• _EXTRAIT CHOISI_
On nous dit que » le gars ne prend pas que de la vitamine C « , on nous raconte qu’il » subit une pression décidément trop forte « , on nous lâche que » sa direction doit l’aider à gérer ses émotions « , on nous explique qu’il était » déjà comme ça quand il jouait « . Ange ou démon, Ricardo Sa Pinto ?
Un vendredi soir glacial à Beveren. Le banc du Standard est à l’image de l’équipe. Sans voix. Sans âme. Sans inspiration. Sans charisme. Un adjoint, celui qui est officiellement T1 rouche de la soirée sur la feuille de match, Rui Mota, se contente de quitter son siège une fois de temps en temps et de recadrer mollement un joueur ou une ligne. Un autre adjoint, Eric Deflandre, est à peine plus explicite. En deuxième mi-temps, les trois joueurs remplacés ignorent le staff amputé du chef quand ils reviennent vers le banc, pas une poignée de main, pas un regard. Clairement, ce n’est plus du tout la même chose quand Ricardo Sa Pinto est suspendu de zone neutre. Cherchez le guide suprême.
Ricardo Sa Pinto est manifestement un peu dérangé. » – Marcel Javaux
En début de saison, le Portugais nous expliquait ceci : » Point de vue personnalité, je me rapproche de Diego Simeone. Je vis les matches comme lui, je suis émotionnel comme lui. Quand je vois des coaches qui restent immobiles et ne disent rien… ça m’énerve. Tu dois être toujours derrière tes joueurs pour les convaincre qu’ils peuvent y arriver. Et le langage non verbal est aussi très important. Si tu ne montres pas d’émotions à tes hommes, ça ne va pas. Quand je m’agite devant mon banc, je ne fais pas du théâtre, il n’y a pas de calcul. C’est moi ! »

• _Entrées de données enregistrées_
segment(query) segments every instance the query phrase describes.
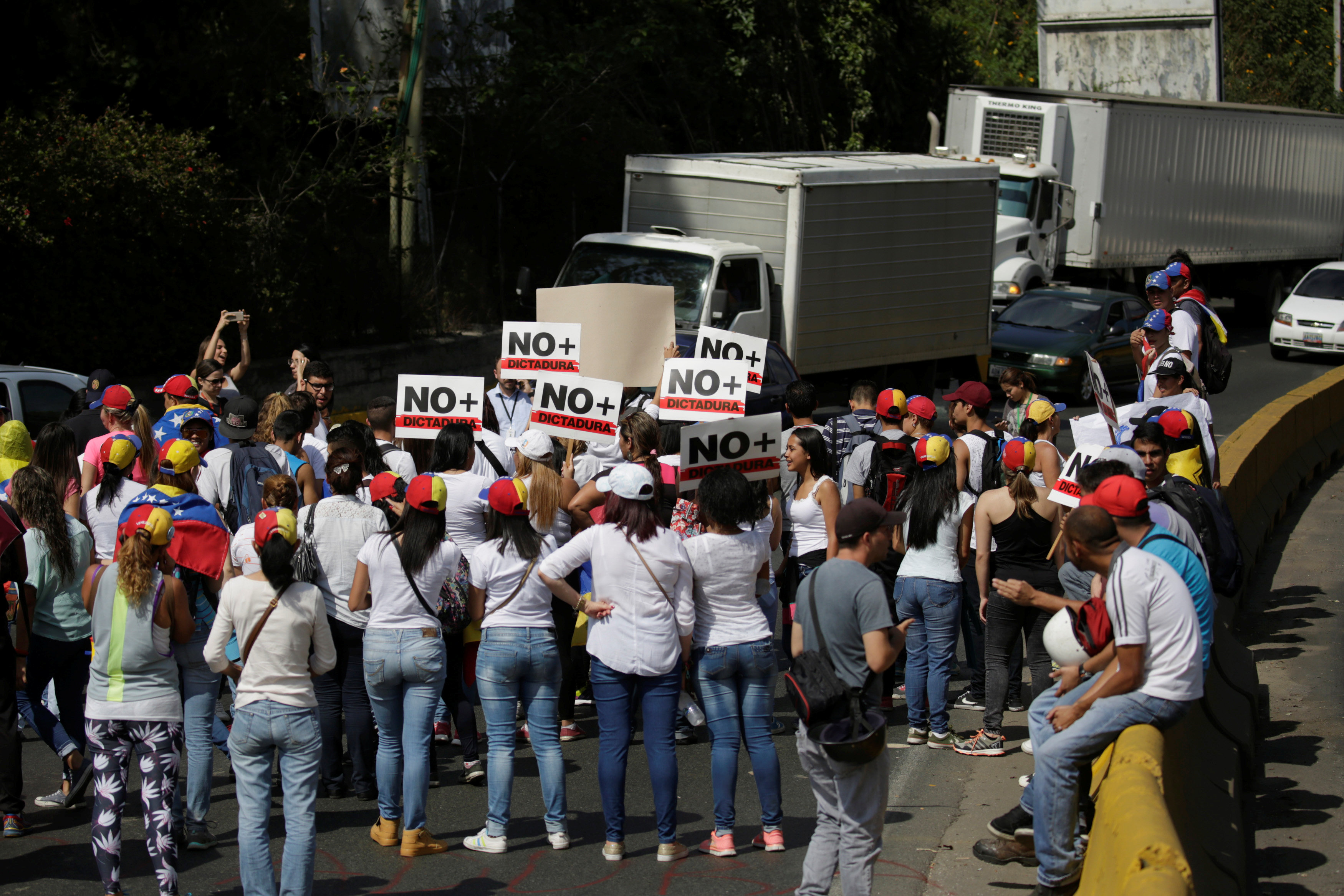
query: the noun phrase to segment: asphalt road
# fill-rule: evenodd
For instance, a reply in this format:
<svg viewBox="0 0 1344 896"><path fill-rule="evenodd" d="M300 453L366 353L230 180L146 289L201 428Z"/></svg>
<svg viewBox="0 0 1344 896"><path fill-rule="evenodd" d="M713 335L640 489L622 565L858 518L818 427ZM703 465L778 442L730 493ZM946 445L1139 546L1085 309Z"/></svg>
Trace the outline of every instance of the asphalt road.
<svg viewBox="0 0 1344 896"><path fill-rule="evenodd" d="M1344 357L1294 355L1288 361L1274 361L1263 341L1235 340L1235 367L1230 388L1212 398L1215 430L1226 437L1257 408L1284 392L1337 365ZM1095 408L1079 408L1091 412ZM1071 414L1073 411L1070 411ZM1066 434L1067 435L1067 434ZM1067 447L1067 446L1066 446ZM960 690L960 680L954 682ZM792 723L792 712L777 695L777 712ZM587 711L587 712L585 712ZM905 707L898 704L890 715L888 740L894 750L891 797L887 813L886 842L879 864L876 891L914 895L948 892L930 883L930 864L939 857L965 861L965 850L953 850L961 842L954 832L966 827L966 836L982 829L980 814L1011 798L1011 782L1030 770L1030 758L1012 751L1003 760L977 760L952 751L905 748ZM591 707L579 708L579 720L589 732L597 725ZM953 725L961 732L978 727L980 715L953 711ZM482 725L484 728L484 725ZM1005 732L1016 746L1025 736L1025 715L1008 713ZM31 731L24 746L26 793L32 797L52 791L59 783L59 768L52 754ZM703 729L702 729L703 735ZM368 826L376 809L353 798L319 802L319 853L314 893L320 896L355 896L374 892L426 892L452 889L476 893L539 893L583 889L594 896L607 893L695 893L696 896L732 895L762 896L786 893L797 885L806 841L814 823L814 803L802 774L792 736L774 739L780 754L784 782L785 853L742 850L737 858L714 858L692 853L684 861L660 864L655 860L657 837L652 818L645 755L637 736L630 752L628 778L628 858L606 862L601 856L603 825L597 786L597 737L564 746L570 834L574 848L554 852L547 846L540 822L543 811L536 766L531 751L519 750L513 789L513 826L511 852L500 856L472 853L461 838L484 826L487 791L456 783L461 768L457 750L439 752L445 786L430 791L430 830L449 841L452 848L441 856L402 860L396 850L383 849L368 838ZM184 852L179 858L180 892L184 895L238 893L237 805L227 779L227 762L220 754L215 767L214 798L210 813L218 848ZM976 766L976 763L981 763ZM677 751L680 770L679 836L688 845L708 836L714 818L710 785L710 747L706 742ZM985 766L984 763L991 763ZM982 785L972 785L991 774L999 780L991 795ZM452 783L449 783L452 782ZM1011 786L1009 786L1011 785ZM124 883L134 896L156 891L144 849L144 827L138 806L138 771L132 772L130 801L124 826ZM988 803L993 806L988 806ZM758 830L758 802L750 764L741 756L738 778L739 842L749 841ZM66 893L97 892L98 873L89 845L89 809L35 809L30 802L32 832L23 838L0 841L0 892ZM278 862L284 844L284 805L278 794L271 815L273 853ZM934 869L938 877L937 868ZM1013 879L1016 880L1016 879ZM1009 884L1017 887L1019 884ZM978 888L977 888L978 889ZM836 885L835 892L839 892ZM972 892L962 889L961 892Z"/></svg>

• _CONSIGNE_
Recopiez le passage de l'article sur Ricardo Sa Pinto qui va de « Un vendredi soir » jusqu'à « le guide suprême. » inclus.

• _CORRIGÉ_
Un vendredi soir glacial à Beveren. Le banc du Standard est à l’image de l’équipe. Sans voix. Sans âme. Sans inspiration. Sans charisme. Un adjoint, celui qui est officiellement T1 rouche de la soirée sur la feuille de match, Rui Mota, se contente de quitter son siège une fois de temps en temps et de recadrer mollement un joueur ou une ligne. Un autre adjoint, Eric Deflandre, est à peine plus explicite. En deuxième mi-temps, les trois joueurs remplacés ignorent le staff amputé du chef quand ils reviennent vers le banc, pas une poignée de main, pas un regard. Clairement, ce n’est plus du tout la même chose quand Ricardo Sa Pinto est suspendu de zone neutre. Cherchez le guide suprême.